> **Stated task**
Copy every one of the rows below word for word, and leave the pictures out.

> **Record extracts**
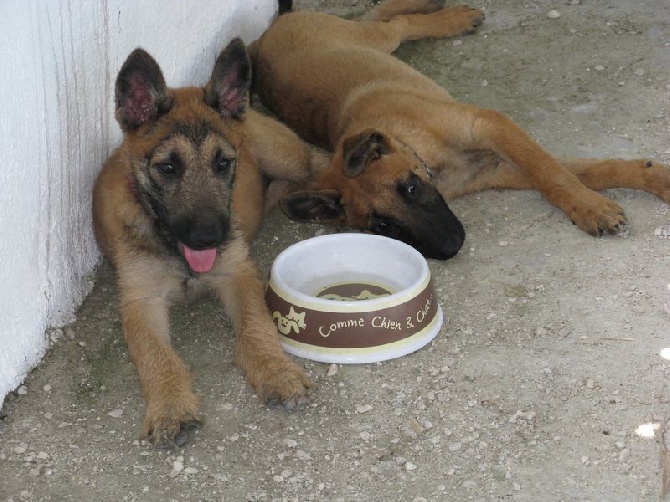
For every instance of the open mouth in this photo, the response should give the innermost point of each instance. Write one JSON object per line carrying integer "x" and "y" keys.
{"x": 200, "y": 260}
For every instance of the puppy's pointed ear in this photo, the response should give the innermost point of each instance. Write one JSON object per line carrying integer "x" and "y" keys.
{"x": 313, "y": 206}
{"x": 228, "y": 88}
{"x": 141, "y": 94}
{"x": 361, "y": 149}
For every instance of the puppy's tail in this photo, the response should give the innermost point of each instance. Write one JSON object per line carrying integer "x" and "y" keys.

> **Task output**
For every instance of the open mouth in this photo, the response should give the innermost point of each instance. Write one JSON object per line carrying integer "x" and "y" keys.
{"x": 200, "y": 260}
For every instance of the puppy's pointed ear in this photo, the response should give the innermost point of each instance. Write one JSON object per line carrying integer "x" and "y" keys.
{"x": 313, "y": 206}
{"x": 228, "y": 88}
{"x": 141, "y": 94}
{"x": 361, "y": 149}
For every instance of the puppy's tail in this photo, the response should give the innermost point of each instance. Write one JSON object per line carrying integer "x" and "y" keys.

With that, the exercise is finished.